* DIRECTIONS
Look below for the line containing "Place one keypoint on each instance of the red banner, using". Output it and each remaining line of the entries exactly, and nothing else.

>>>

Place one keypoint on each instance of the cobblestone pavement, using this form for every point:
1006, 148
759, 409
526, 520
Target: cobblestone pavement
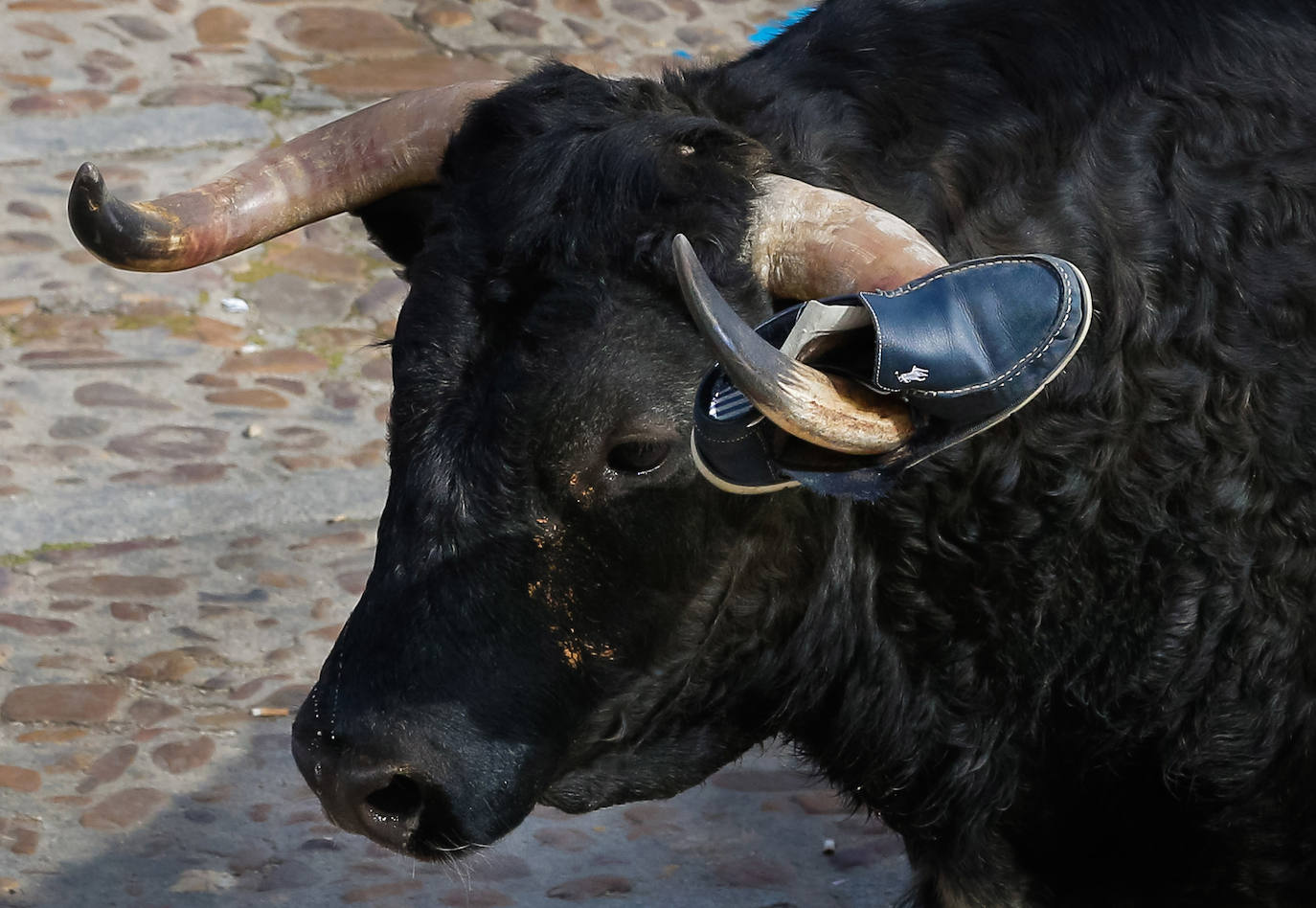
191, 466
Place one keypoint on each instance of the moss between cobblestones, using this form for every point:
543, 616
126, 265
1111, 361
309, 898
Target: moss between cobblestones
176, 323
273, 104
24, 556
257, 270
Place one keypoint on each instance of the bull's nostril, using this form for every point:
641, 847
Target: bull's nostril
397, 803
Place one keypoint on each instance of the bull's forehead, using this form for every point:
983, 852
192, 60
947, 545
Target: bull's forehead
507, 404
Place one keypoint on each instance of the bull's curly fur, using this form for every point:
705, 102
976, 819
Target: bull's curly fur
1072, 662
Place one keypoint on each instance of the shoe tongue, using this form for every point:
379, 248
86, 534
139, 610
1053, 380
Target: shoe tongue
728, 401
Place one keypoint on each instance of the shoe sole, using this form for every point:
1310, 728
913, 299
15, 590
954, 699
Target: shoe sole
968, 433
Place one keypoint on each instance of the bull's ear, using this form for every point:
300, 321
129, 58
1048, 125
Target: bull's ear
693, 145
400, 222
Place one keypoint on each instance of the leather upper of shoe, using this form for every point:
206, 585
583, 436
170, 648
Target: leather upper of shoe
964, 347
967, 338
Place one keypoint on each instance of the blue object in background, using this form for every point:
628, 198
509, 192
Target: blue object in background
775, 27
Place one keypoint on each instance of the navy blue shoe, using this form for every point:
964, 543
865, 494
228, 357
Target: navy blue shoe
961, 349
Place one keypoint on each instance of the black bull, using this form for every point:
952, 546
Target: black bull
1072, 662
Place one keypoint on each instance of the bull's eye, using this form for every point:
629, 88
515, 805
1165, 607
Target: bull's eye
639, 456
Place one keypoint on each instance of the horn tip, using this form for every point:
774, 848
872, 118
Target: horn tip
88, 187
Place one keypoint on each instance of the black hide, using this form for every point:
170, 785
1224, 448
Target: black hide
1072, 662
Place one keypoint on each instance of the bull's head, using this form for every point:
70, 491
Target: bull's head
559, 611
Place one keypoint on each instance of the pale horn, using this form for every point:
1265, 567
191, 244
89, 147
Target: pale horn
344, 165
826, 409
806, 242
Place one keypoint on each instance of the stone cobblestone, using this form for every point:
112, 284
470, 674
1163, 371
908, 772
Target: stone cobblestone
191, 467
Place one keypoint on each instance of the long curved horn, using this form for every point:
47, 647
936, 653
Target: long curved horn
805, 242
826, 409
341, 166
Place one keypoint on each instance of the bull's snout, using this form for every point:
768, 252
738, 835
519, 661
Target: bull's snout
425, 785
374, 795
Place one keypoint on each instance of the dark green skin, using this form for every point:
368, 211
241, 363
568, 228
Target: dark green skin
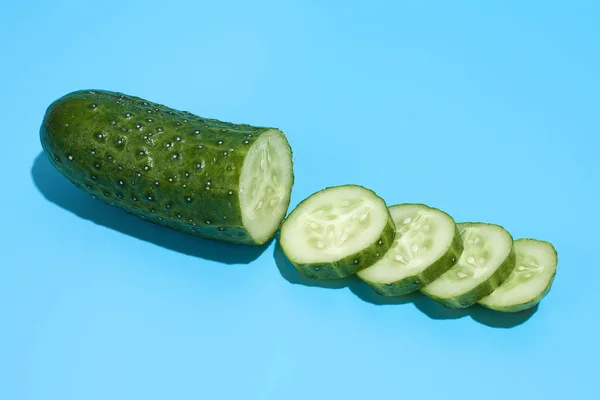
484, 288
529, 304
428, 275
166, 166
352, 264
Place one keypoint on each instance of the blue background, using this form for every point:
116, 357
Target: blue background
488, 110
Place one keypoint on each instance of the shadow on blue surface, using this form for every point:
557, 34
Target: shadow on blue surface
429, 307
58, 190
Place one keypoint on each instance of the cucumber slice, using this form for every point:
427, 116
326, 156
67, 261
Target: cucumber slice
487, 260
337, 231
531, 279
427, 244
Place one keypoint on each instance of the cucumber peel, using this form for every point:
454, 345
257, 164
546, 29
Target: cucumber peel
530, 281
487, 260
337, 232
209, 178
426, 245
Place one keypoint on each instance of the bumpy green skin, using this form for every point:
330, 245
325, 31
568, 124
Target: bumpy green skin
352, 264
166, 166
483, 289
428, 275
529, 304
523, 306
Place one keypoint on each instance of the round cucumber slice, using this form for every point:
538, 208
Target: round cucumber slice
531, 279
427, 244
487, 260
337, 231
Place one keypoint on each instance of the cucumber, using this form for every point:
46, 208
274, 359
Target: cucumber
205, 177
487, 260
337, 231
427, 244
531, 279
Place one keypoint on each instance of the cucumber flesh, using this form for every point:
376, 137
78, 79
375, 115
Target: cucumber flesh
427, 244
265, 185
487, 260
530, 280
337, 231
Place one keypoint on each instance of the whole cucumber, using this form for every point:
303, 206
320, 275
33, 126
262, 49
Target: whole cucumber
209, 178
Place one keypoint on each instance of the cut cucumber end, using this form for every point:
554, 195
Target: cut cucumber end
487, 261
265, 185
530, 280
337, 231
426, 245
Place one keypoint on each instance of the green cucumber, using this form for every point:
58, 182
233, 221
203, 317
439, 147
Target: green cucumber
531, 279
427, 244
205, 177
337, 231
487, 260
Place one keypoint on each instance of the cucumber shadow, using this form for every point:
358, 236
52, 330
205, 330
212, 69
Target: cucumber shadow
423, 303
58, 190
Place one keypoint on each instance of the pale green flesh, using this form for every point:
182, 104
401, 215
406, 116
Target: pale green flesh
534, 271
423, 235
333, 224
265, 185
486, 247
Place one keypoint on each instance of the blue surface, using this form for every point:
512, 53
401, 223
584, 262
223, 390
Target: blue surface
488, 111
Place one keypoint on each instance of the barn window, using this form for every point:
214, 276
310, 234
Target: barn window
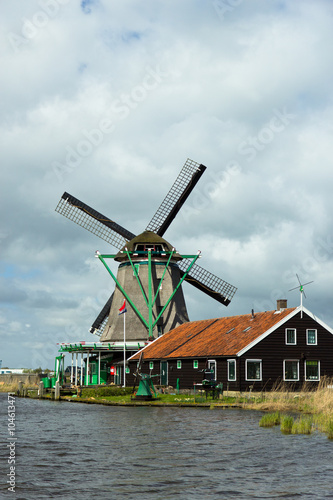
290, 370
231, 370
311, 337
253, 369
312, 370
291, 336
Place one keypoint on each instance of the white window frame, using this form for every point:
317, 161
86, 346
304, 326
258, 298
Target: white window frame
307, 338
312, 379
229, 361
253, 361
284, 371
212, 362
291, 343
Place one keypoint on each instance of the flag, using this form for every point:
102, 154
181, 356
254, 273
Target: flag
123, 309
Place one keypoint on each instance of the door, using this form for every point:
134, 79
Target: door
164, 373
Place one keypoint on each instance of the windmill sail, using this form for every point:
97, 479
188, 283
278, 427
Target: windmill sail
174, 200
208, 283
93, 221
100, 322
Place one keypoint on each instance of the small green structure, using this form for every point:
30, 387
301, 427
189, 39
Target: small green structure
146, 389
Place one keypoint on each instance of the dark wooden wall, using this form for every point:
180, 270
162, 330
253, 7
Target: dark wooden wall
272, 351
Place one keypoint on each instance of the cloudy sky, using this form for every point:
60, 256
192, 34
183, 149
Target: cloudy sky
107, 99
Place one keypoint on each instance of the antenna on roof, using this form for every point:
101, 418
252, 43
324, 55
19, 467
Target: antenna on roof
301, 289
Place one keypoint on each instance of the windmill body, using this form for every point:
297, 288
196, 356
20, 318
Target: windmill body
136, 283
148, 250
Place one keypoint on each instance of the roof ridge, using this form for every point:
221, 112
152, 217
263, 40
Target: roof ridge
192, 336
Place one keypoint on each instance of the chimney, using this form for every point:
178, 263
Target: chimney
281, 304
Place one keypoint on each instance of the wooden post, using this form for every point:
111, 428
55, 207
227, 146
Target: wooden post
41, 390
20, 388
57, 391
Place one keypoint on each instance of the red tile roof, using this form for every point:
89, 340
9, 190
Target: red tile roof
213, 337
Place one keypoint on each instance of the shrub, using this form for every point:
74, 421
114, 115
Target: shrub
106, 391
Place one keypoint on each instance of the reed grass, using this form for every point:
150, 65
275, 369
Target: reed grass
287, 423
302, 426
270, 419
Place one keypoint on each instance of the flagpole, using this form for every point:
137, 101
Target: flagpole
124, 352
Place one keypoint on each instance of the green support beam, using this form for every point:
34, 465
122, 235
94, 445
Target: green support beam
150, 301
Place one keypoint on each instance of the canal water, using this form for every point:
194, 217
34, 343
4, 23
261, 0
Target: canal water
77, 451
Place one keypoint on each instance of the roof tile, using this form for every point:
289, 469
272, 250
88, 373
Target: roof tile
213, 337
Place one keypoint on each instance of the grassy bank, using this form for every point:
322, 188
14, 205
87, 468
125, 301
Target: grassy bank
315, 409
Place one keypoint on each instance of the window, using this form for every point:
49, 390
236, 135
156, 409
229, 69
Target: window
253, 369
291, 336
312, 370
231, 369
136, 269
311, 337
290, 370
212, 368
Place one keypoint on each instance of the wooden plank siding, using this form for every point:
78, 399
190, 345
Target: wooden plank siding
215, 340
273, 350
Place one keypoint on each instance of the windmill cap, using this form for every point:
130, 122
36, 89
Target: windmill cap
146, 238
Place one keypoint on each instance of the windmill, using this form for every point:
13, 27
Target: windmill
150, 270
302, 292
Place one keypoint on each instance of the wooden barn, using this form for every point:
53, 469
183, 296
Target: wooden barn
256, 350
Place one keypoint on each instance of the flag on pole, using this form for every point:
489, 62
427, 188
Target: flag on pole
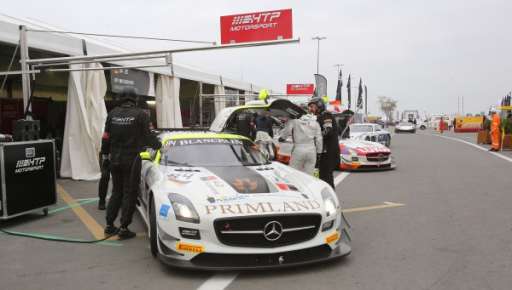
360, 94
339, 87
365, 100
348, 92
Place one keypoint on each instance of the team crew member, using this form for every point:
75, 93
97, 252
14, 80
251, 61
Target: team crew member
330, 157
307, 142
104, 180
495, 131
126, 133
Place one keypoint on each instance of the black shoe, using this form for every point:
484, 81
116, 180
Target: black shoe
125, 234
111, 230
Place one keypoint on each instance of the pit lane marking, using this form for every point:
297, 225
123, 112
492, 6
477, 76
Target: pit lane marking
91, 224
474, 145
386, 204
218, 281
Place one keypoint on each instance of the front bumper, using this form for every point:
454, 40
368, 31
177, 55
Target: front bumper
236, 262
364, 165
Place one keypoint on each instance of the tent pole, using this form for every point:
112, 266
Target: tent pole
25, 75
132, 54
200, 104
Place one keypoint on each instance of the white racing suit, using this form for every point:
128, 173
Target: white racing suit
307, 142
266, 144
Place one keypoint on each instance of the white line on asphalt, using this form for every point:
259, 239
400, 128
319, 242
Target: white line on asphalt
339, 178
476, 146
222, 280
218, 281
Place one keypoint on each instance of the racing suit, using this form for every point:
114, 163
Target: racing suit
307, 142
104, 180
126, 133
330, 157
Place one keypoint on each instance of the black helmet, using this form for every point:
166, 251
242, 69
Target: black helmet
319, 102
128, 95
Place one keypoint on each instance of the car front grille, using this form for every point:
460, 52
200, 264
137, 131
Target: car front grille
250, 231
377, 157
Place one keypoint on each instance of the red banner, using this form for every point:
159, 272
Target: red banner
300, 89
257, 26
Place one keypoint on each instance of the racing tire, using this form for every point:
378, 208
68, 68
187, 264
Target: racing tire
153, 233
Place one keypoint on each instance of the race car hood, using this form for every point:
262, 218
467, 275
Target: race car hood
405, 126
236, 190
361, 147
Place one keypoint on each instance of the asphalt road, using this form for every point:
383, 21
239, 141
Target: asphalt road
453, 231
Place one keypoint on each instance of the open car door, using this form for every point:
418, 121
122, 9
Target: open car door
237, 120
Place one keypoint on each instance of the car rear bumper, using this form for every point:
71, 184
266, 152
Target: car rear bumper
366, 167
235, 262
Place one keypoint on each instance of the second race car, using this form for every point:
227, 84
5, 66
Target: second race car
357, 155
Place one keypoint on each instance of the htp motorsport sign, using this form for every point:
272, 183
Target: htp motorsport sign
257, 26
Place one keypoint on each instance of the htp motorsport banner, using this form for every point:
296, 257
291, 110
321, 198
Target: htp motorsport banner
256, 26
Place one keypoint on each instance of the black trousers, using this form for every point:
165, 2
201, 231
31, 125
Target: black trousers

<<<

* REPLY
Place one keypoint on each instance of the red banner, using this form for every point:
159, 272
Target: red banner
300, 89
257, 26
Place one keypoint on each instance of the racing tire, using this form for every point:
378, 208
68, 68
187, 264
Target: racing tire
153, 233
Place one keypoint on each instance of the race car hood, using this form for every point:
262, 218
467, 275
Target: race car hood
405, 126
236, 190
361, 147
Place one keypoint on each instance of the asphalt road, using this form for every point:
383, 21
239, 141
Target: asphalt road
453, 231
Place one keypoint on each instance of the open car door, using this form for every point:
418, 121
122, 9
Target: open car door
237, 120
Place one keypoint on each instance of the car rear bumper, using this form for every point:
71, 184
266, 152
Target: car rear bumper
366, 167
235, 262
Place one keypoint on each instance of the second race car, using this form for every point:
227, 84
5, 66
Target: second race car
357, 155
Place one keypoint on each instance of the htp motorsport sign, using this form for every point:
272, 183
Target: htp motorsport sign
257, 26
Place one keypoint on each instance of the htp motorsport banner, using this form for every point:
296, 257
291, 110
321, 198
Target: htp motorsport banner
256, 26
Place one keypoint on each instance of the black trousers, using this form for every point:
165, 2
201, 231
31, 125
Target: black trousers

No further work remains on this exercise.